• **Selected passage**
============

Philippine Supreme Court Jurisprudence


Philippine Supreme Court Jurisprudence > Year 1989 > November 1989 Decisions > G.R. No. 86025 November 28, 1989 - RODOLFO R. AQUINO, ET AL. v. DEODORO J. SISON, ET AL.:




PHILIPPINE SUPREME COURT DECISIONS

SECOND DIVISION

[G.R. No. 86025. November 28, 1989.]

RODOLFO R. AQUINO and SEVERINO B. BUGARIN, in their capacity as PROVINCIAL PROSECUTOR and ASSISTANT PROVINCIAL PROSECUTOR, respectively of Pangasinan, Petitioners, v. HON. DEODORO J. SISON, Presiding Judge of the Regional Trial Court, Branch 40, Dagupan City and RODOLFO MEJIA alias "RUDING", Respondents.

Sison, Palma, Tolete, Villamil and Associates Law Office for respondent Rodolfo Mejia.

============

• **Given exercise 1**
In the Aquino v. Sison case header, which law office represented respondent Rodolfo Mejia?
• **Given exercise 2**
Pick up the Aquino v. Sison decision after its final line and keep writing it.

• **Provided information**
============

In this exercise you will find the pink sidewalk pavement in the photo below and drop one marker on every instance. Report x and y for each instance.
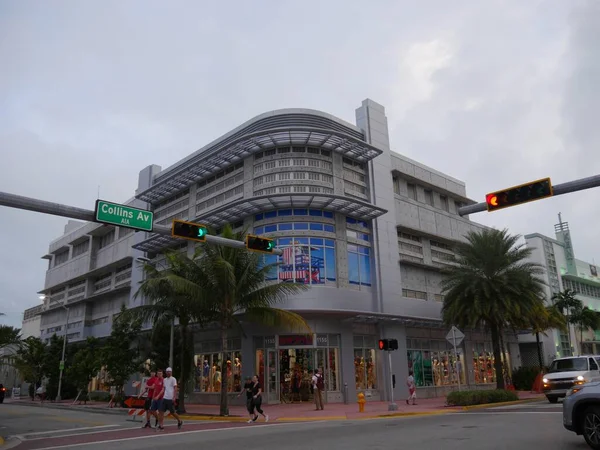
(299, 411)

============

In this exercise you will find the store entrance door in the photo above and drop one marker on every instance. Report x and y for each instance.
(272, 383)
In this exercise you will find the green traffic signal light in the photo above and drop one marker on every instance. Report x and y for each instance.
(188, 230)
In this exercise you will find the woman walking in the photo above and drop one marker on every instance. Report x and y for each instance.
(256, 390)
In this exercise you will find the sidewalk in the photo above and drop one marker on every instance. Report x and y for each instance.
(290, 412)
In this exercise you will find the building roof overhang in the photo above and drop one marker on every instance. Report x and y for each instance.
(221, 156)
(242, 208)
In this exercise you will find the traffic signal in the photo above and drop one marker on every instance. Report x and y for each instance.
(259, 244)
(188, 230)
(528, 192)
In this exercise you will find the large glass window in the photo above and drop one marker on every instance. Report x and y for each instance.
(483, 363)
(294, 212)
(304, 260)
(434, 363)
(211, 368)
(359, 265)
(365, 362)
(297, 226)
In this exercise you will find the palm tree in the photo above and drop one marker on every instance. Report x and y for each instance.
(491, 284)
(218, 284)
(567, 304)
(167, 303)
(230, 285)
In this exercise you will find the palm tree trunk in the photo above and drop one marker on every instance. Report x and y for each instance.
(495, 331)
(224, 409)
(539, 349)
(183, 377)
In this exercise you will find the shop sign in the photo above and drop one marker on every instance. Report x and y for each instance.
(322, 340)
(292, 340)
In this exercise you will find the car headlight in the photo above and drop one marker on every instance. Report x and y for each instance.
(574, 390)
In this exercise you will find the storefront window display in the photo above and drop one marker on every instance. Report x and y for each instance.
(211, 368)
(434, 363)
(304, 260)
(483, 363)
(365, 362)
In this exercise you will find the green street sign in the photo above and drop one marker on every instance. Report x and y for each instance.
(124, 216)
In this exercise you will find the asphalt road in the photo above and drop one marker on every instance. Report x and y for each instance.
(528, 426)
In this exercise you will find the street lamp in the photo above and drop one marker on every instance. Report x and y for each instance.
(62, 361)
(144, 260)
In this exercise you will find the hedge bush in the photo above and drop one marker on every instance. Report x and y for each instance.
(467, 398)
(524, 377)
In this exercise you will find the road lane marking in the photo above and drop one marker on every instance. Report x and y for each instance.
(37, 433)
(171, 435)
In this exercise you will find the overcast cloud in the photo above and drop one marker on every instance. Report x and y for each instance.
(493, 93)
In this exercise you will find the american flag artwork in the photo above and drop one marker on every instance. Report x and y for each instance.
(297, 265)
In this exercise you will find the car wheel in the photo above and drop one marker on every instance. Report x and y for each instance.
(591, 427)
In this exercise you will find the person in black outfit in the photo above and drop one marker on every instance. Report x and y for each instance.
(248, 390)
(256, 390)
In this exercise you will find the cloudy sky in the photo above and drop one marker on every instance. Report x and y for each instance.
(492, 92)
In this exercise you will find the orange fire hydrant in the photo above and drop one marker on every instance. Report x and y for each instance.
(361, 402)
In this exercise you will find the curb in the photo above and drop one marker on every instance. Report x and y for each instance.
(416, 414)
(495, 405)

============

• **Exercise response 1**
Sison, Palma, Tolete, Villamil and Associates Law Office

• **Exercise response 2**
SYLLABUS


1. REMEDIAL LAW; CRIMINAL PROCEDURE; MOTION TO DISMISS ON GROUND OF INSUFFICIENCY OF EVIDENCE; MUST BE FILED AFTER THE PROSECUTION HAS RESTED ITS CASE. — Under Section 15, Rule 119 of the 1980 Rules on Criminal Procedure, it is only after the prosecution has rested its case that the accused may file a motion to dismiss the case on the ground of insufficiency of evidence. It is therefore clear that private respondent’s motion to dismiss on the ground of insufficiency of evidence suffers from prematurity, having been interposed at the time when the prosecution was still presenting its evidence.

2. ID.; ID.; ID.; A DISMISSAL OF CASE BASED THEREON PRESENTED PREMATURELY IS A GRAVE ABUSE OF DISCRETION ON THE PART OF THE JUDGE; DOUBLE JEOPARDY DOES NOT ATTACH. — The orders prematurely filed dismissing the case pursuant to the motion to dismiss is capricious and tainted with grave abuse of discretion amounting to excess of jurisdiction. Double jeopardy will therefore not attach in such a case.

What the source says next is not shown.